Photo-based referring expression data
● ● ● ● ●
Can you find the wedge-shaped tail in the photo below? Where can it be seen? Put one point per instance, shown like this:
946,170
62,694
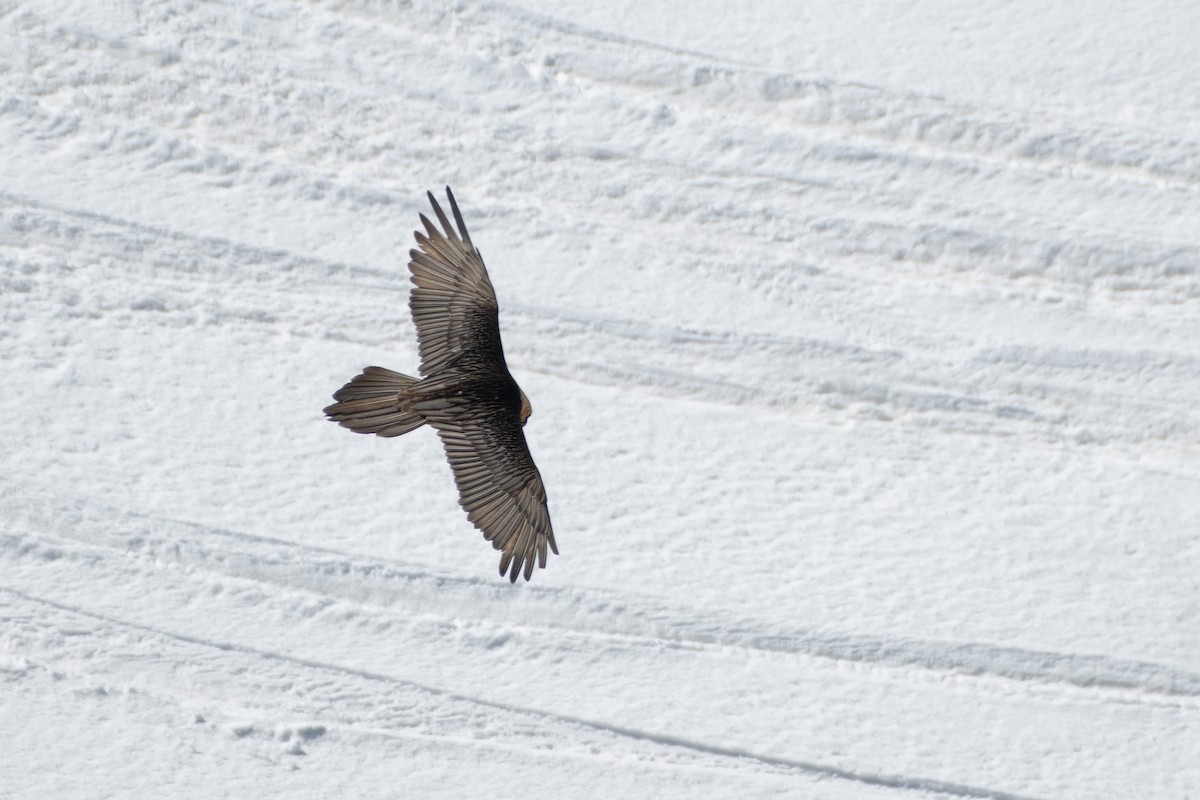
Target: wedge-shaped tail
377,401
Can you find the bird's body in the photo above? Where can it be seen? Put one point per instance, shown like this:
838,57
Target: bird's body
466,392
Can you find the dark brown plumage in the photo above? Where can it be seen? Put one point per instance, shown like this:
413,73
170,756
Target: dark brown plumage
466,394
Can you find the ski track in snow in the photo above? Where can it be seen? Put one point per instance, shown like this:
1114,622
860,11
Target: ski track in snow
777,323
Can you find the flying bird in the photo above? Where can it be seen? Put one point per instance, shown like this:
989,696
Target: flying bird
466,394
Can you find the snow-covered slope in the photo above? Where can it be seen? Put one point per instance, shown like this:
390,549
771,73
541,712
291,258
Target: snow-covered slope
864,396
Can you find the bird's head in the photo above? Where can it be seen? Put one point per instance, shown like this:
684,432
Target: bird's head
526,409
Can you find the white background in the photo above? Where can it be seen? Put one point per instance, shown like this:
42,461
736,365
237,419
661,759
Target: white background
863,348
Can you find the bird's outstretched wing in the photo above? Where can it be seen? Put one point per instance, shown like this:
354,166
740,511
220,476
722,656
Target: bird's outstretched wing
498,485
453,301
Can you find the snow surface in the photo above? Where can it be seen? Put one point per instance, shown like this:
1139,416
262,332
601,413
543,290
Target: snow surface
864,359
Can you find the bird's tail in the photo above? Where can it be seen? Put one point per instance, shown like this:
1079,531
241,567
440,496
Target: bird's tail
377,401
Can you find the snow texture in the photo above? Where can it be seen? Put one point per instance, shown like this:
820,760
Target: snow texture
863,349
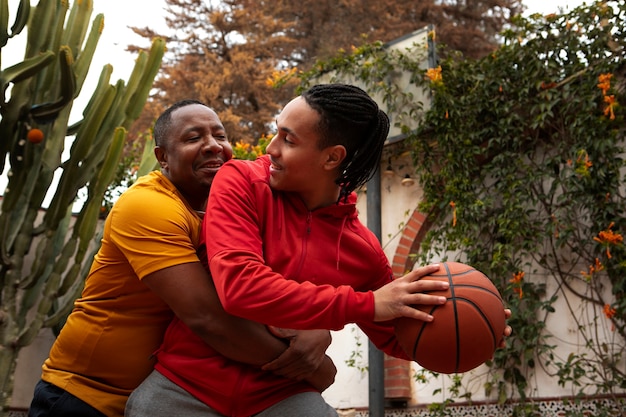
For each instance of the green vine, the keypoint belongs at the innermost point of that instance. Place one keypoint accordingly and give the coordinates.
(520, 156)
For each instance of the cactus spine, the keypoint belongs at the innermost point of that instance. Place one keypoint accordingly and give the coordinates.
(60, 244)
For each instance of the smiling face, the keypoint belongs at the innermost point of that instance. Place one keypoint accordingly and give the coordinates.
(195, 149)
(298, 164)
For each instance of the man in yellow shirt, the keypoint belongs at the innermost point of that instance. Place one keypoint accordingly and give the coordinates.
(146, 271)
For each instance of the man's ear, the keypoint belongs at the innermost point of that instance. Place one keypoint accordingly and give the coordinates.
(161, 156)
(334, 156)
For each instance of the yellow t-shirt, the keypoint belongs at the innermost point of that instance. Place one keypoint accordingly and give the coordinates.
(105, 349)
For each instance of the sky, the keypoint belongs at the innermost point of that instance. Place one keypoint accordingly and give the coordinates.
(120, 14)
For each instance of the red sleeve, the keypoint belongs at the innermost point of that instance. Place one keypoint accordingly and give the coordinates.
(247, 286)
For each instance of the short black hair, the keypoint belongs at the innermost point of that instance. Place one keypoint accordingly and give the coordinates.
(164, 122)
(350, 117)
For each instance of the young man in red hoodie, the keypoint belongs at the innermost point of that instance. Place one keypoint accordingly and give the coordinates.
(286, 248)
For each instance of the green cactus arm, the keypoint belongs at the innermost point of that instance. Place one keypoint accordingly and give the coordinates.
(21, 18)
(29, 332)
(48, 247)
(83, 61)
(47, 112)
(148, 160)
(68, 184)
(85, 226)
(25, 69)
(44, 15)
(4, 23)
(138, 99)
(16, 213)
(76, 25)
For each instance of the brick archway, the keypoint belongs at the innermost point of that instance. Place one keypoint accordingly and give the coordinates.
(398, 371)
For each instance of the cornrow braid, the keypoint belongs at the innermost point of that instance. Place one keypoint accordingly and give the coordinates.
(350, 117)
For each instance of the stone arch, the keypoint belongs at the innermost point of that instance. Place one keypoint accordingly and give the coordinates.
(398, 371)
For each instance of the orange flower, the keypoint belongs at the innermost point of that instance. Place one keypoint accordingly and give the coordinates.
(434, 74)
(453, 205)
(604, 82)
(608, 237)
(592, 270)
(611, 103)
(609, 312)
● ● ● ● ●
## TASK
The requested lines run from the one with "For each instance of the orange" through the last line of the records. Return them exactly.

## RESPONSE TO THIS TASK
For each instance of the orange flower, the keypoint belongs at the innermost point of that instance. Place one keypoint accordingly and give the coordinates.
(434, 74)
(453, 205)
(604, 82)
(608, 237)
(592, 270)
(611, 103)
(609, 312)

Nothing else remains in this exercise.